* BEGIN Provided material *
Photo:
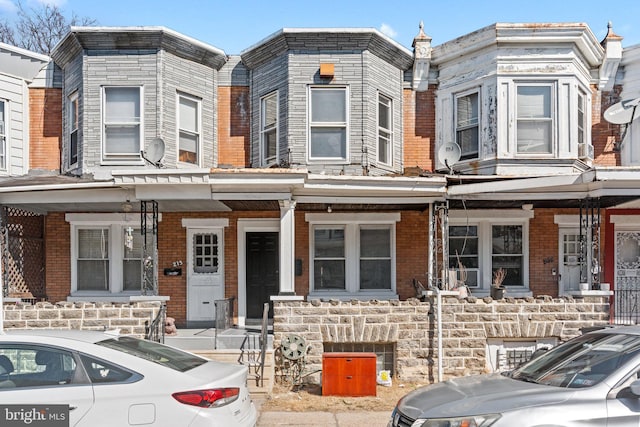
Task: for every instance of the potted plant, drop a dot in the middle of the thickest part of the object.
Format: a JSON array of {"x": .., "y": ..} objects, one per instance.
[{"x": 497, "y": 289}]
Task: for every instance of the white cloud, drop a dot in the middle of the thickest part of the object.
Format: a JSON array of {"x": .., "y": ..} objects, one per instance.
[
  {"x": 388, "y": 31},
  {"x": 7, "y": 6}
]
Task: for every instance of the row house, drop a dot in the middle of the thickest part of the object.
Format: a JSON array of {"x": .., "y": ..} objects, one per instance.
[{"x": 318, "y": 164}]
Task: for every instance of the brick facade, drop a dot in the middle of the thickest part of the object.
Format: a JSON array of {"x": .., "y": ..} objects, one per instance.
[{"x": 45, "y": 129}]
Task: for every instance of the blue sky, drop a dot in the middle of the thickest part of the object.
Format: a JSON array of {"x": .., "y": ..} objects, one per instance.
[{"x": 236, "y": 25}]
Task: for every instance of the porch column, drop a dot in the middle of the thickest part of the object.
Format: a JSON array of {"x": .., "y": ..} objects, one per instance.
[{"x": 287, "y": 251}]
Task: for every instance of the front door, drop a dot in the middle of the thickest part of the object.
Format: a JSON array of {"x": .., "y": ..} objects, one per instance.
[
  {"x": 569, "y": 265},
  {"x": 205, "y": 274},
  {"x": 263, "y": 278}
]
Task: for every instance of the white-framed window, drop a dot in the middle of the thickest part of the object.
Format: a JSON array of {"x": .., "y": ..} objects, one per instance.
[
  {"x": 468, "y": 124},
  {"x": 106, "y": 254},
  {"x": 328, "y": 118},
  {"x": 385, "y": 130},
  {"x": 73, "y": 128},
  {"x": 269, "y": 129},
  {"x": 189, "y": 129},
  {"x": 485, "y": 241},
  {"x": 350, "y": 257},
  {"x": 534, "y": 118},
  {"x": 4, "y": 129},
  {"x": 122, "y": 123}
]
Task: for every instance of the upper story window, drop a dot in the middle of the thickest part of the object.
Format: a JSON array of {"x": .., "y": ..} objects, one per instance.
[
  {"x": 189, "y": 129},
  {"x": 73, "y": 129},
  {"x": 467, "y": 124},
  {"x": 122, "y": 121},
  {"x": 385, "y": 126},
  {"x": 328, "y": 134},
  {"x": 269, "y": 129},
  {"x": 3, "y": 135},
  {"x": 534, "y": 119}
]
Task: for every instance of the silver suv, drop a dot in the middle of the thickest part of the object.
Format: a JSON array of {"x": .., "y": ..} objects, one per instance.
[{"x": 591, "y": 380}]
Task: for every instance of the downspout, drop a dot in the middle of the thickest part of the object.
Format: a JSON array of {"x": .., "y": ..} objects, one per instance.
[{"x": 434, "y": 287}]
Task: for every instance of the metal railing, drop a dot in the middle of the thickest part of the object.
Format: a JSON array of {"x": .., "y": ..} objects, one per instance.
[
  {"x": 626, "y": 306},
  {"x": 154, "y": 330}
]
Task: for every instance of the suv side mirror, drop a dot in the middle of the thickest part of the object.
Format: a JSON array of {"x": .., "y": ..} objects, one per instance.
[{"x": 635, "y": 388}]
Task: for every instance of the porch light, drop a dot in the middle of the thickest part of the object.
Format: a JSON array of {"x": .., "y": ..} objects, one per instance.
[{"x": 128, "y": 238}]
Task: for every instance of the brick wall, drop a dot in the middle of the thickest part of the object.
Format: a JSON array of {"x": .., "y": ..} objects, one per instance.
[
  {"x": 419, "y": 129},
  {"x": 45, "y": 129},
  {"x": 129, "y": 318},
  {"x": 410, "y": 325},
  {"x": 234, "y": 125}
]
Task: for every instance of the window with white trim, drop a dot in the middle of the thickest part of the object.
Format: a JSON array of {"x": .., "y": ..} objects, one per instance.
[
  {"x": 534, "y": 118},
  {"x": 189, "y": 129},
  {"x": 328, "y": 133},
  {"x": 3, "y": 134},
  {"x": 269, "y": 129},
  {"x": 351, "y": 257},
  {"x": 122, "y": 123},
  {"x": 73, "y": 128},
  {"x": 482, "y": 245},
  {"x": 385, "y": 127},
  {"x": 467, "y": 124},
  {"x": 106, "y": 253}
]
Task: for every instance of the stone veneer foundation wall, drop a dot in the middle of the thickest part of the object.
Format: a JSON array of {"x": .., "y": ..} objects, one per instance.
[
  {"x": 467, "y": 325},
  {"x": 130, "y": 318}
]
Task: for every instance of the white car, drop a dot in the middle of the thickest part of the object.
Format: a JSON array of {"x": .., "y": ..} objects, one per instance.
[{"x": 87, "y": 378}]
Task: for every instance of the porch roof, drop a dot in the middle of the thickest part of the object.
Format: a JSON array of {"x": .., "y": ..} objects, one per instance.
[{"x": 613, "y": 186}]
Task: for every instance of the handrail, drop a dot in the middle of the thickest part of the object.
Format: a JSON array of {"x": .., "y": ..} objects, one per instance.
[{"x": 155, "y": 330}]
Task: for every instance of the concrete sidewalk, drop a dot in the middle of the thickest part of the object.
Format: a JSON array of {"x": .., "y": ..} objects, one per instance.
[{"x": 324, "y": 419}]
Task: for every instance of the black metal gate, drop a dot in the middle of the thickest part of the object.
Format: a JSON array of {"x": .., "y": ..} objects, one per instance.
[{"x": 23, "y": 257}]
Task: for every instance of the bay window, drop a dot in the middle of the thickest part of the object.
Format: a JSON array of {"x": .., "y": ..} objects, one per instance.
[
  {"x": 73, "y": 129},
  {"x": 269, "y": 129},
  {"x": 534, "y": 114},
  {"x": 189, "y": 129},
  {"x": 122, "y": 123},
  {"x": 349, "y": 256},
  {"x": 3, "y": 135},
  {"x": 385, "y": 126},
  {"x": 467, "y": 125},
  {"x": 328, "y": 134}
]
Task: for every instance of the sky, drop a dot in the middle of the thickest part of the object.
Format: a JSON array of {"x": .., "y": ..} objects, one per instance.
[{"x": 234, "y": 26}]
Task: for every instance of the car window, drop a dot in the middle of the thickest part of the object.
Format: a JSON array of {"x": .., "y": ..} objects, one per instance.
[
  {"x": 100, "y": 371},
  {"x": 31, "y": 366},
  {"x": 155, "y": 352},
  {"x": 581, "y": 362}
]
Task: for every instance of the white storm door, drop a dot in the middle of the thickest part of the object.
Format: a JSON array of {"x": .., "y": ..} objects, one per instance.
[
  {"x": 205, "y": 272},
  {"x": 569, "y": 265}
]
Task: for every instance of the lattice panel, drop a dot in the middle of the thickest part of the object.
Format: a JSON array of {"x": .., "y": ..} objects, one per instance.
[{"x": 23, "y": 253}]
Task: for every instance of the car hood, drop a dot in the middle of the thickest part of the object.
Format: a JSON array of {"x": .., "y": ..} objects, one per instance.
[{"x": 482, "y": 394}]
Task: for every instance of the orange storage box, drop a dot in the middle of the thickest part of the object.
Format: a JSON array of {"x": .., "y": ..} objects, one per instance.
[{"x": 349, "y": 374}]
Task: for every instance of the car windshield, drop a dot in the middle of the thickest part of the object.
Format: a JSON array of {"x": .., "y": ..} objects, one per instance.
[
  {"x": 155, "y": 352},
  {"x": 581, "y": 362}
]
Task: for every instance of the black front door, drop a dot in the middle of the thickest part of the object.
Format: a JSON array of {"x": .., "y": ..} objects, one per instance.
[{"x": 263, "y": 277}]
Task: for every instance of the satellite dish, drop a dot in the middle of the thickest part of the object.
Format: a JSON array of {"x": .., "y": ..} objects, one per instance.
[
  {"x": 155, "y": 151},
  {"x": 622, "y": 112},
  {"x": 449, "y": 154}
]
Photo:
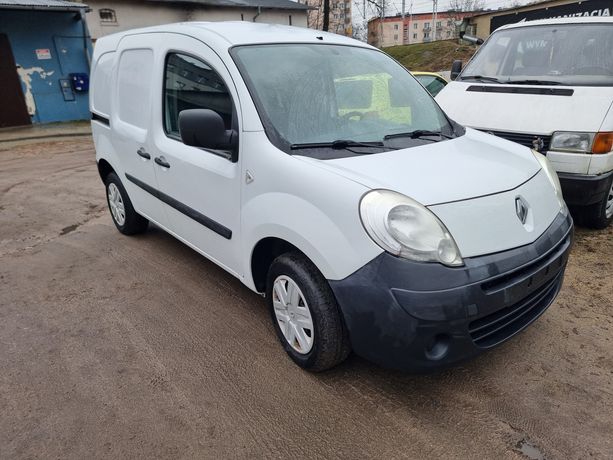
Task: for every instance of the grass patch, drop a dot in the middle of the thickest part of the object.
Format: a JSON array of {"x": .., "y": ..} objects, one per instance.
[{"x": 431, "y": 57}]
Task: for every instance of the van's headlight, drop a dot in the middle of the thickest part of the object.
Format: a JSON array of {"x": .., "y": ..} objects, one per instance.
[
  {"x": 405, "y": 228},
  {"x": 563, "y": 141},
  {"x": 552, "y": 175}
]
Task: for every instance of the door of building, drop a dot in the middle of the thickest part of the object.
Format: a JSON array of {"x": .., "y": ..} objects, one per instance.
[{"x": 13, "y": 111}]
* END Provided material *
▶ **Given request**
Take the line containing "Task: for every instance of the lattice" and all lines after it to the end of the data above, and reproduce them exactly, leaving out pictures. Nothing else belongs in the copy.

▶ **Written response**
Task: for every instance of the lattice panel, drop a dot in the middle of the thickest part of the object.
Format: a JSON array of {"x": .., "y": ..} objects, one per instance.
[{"x": 23, "y": 253}]
Task: for every instance of the car hood, drop a dot in the middle of the thickest part of the object.
Format: a JSON array of {"x": .., "y": ..} objects, one per instance.
[{"x": 482, "y": 394}]
Task: for every instance of the orange storage box, drop a dot in the middle of the thickest part of the object.
Format: a JSON array of {"x": .., "y": ..} objects, one per instance.
[{"x": 349, "y": 374}]
Task: for every instance of the car windshield, drop a dot in the middle of the thickest part of the object.
Format: a JSON array of {"x": .., "y": ..} objects, one per instance.
[
  {"x": 155, "y": 352},
  {"x": 581, "y": 362}
]
Task: for every instance of the black front door, drop a dot in the middle of the thickest part of the object.
Format: a JSON array of {"x": .., "y": ..} objects, one per instance.
[{"x": 263, "y": 277}]
Task: for every instance of the satellite dish, drop a dot in the middle of the thickest part of the object.
Format: a JSON array of {"x": .., "y": ..} objects, one per instance.
[
  {"x": 155, "y": 151},
  {"x": 622, "y": 112},
  {"x": 449, "y": 154}
]
Photo:
Task: for every instance of the grass patch, drop a dot in the middle of the thickest part of the object.
Format: a JSON array of {"x": .., "y": ..} objects, one per instance.
[{"x": 431, "y": 57}]
Task: for every instance of the van's headlight, drop a dot in the middle of the thickest part of the object.
Format: a JSON array of {"x": .., "y": ..} objects, one per instance.
[
  {"x": 405, "y": 228},
  {"x": 563, "y": 141},
  {"x": 552, "y": 175}
]
Task: for every instance of the door of building, drop a dot in the middle of the thickest part of the object.
Format: a JSON array of {"x": .., "y": ..} objects, one per instance.
[{"x": 13, "y": 111}]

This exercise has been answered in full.